Federico Pepe. Intervista con il dittatore gentile
Personalità singolarissima, in equilibrio instabile fra arte e design, ex outsider del progetto oggi sempre più al centro di collaborazioni nel campo del mobile, Federico Pepe ci racconta di sé, dei suoi nuovi lavori e di rinnovati sodalizi. Tra Patricia Urquiola e Maurizio Cattelan.
“Le Dictateur c’est moi, Federico Pepe. […] Non vorrei che il termine fosse frainteso, qui non si fa riferimento a una dittatura dell’immagine. È solo il mio personale tentativo di imporre delle immagini senza possibilità di scambio se non a posteriori. Fondamentalmente Le Dictateur è una carica che mi posso permettere in modo scanzonato perché la applico esclusivamente nei confronti di me stesso. Ho scelto il francese perché la parola ‘dictateur’ diventa meno estrema e si fa più dolce, sembra quasi un complimento”. Tutto è partito da queste frasi, manifesto di Le Dictateur scritto dieci anni fa. Il 9 aprile a BASE, ex Ansaldo, si è celebrato il compleanno della realtà dittatoriale multipla di Federico Pepe.
Per festeggiare è stato presentato FAQ/Le Dictateur 5, curato da Maurizio Cattelan e da Myriam Ben Salah. Questa settimana, Credenza, una capsule collection che fonde il design contemporaneo di Patricia Urquiola con l’arte grafica di Federico Pepe, entra a far parte della Collezione Spazio Pontaccio ed è presentata per la prima volta. Il regno del dolce Dittatore è ancora una volta in espansione.

Materiale fornito -
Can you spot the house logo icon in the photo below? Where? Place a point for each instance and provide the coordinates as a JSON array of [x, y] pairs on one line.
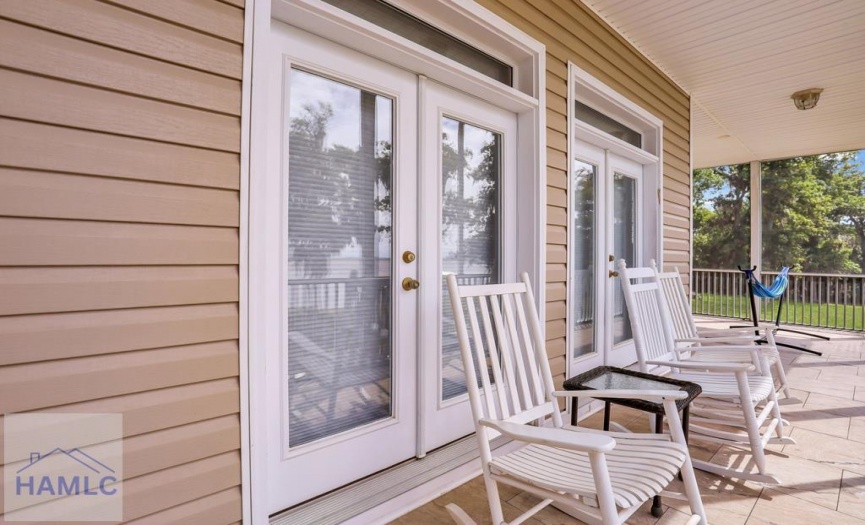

Richiesta 1 - Nell'articolo su Federico Pepe, chi ha curato FAQ/Le Dictateur 5?
Richiesta 2 - Per favore, riporta fedelmente il passo dell'articolo su Federico Pepe che comincia con "Federico Pepe. Intervista" e finisce con "e Maurizio Cattelan.".

Risposta scritta 1 - Maurizio Cattelan e Myriam Ben Salah.

Risposta scritta 2 -
Federico Pepe. Intervista con il dittatore gentile
Personalità singolarissima, in equilibrio instabile fra arte e design, ex outsider del progetto oggi sempre più al centro di collaborazioni nel campo del mobile, Federico Pepe ci racconta di sé, dei suoi nuovi lavori e di rinnovati sodalizi. Tra Patricia Urquiola e Maurizio Cattelan.